**ACTION ITEM A:** Translate this sentence from the text on baldness into Spanish: "They also viewed the bald men as less aggressive."
**ACTION ITEM B:** In the text on baldness, shorten the paragraph that begins "In 1996 Frank Muscarella" and keep its main facts.
**ACTION ITEM C:** Copy the part of the text on baldness starting with "Given that baldness" and going on through "heads of hair.".

**TEXT UNDER STUDY:**
-------------------------

Throughout history various remedies have been tried to cure baldness. Hippocrates – a Greek medical scientist, oath writer, and famous bald person – tried to regrow hair with pigeon droppings to no success. Cleopatra suggested a paste of bear grease, horse teeth and ground up mice to Julius Caesar. When that failed, he tried wearing a laurel constantly. Not satisfied with that, Caesar tried a comb over and fooled nobody.

Studies have shown that even beginning to go bald has negative psychological effects on people. Affecting their self-image and causing feeling of loss of control. These are worst when balding starts and decline over time, suggesting that the fear of it is worse than the actual reality of having no hair.

Famous bald men: Tenzin Gyatso, the 14th Dalai Lama of Tibet; and Mikhail Gorbachev, former leader of the Soviet Union.

But why do we do this? Might going bald not be that bad? After all, it wouldn’t make evolutionary sense for it to be both widespread and detrimental. Perhaps it is even good for us?

In 1996 Frank Muscarella, a psychologist at Barry University, studied perceptions of personality and social status based purely on the hairlines of subjects in wigs. While men with full heads of hair were considered more physically attractive by the participants, the bald and balding men earned higher rankings in ‘Social Maturity’, which included perceptions of intelligence, honesty, education level, and social standing, among other things. They also viewed the bald men as less aggressive. Other studies from across the world have supported these findings, even in cases when the man in question had only shaved their head rather then lost their hair permanently.

Famous bald men: President Dwight Eisenhower, Prime Minister Winston Churchill, and Viscount Bernard Montgomery

Given that baldness primarily affects males and that sexual dimorphic traits like it are believed to have a signaling effect, Dr. Muscarella suggests that baldness may have developed as a way to differentiate between higher-status older males and younger, lower-status males with full heads of hair.

-------------------------

**DATA EXTRACT:**
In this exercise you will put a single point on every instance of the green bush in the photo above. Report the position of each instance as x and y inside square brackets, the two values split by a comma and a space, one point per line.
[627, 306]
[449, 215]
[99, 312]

-------------------------

**SOLUTION A:** También consideraron que los hombres calvos eran menos agresivos.

**SOLUTION B:** In 1996 Frank Muscarella, a psychologist at Barry University, studied how people judged personality and social status from the hairlines of subjects wearing wigs. Participants found men with full heads of hair more physically attractive. They ranked bald and balding men higher in "Social Maturity," which covered perceived intelligence, honesty, education level and social standing, and saw them as less aggressive. Studies from around the world have supported these findings, even when the man had only shaved his head.

**SOLUTION C:**
Given that baldness primarily affects males and that sexual dimorphic traits like it are believed to have a signaling effect, Dr. Muscarella suggests that baldness may have developed as a way to differentiate between higher-status older males and younger, lower-status males with full heads of hair.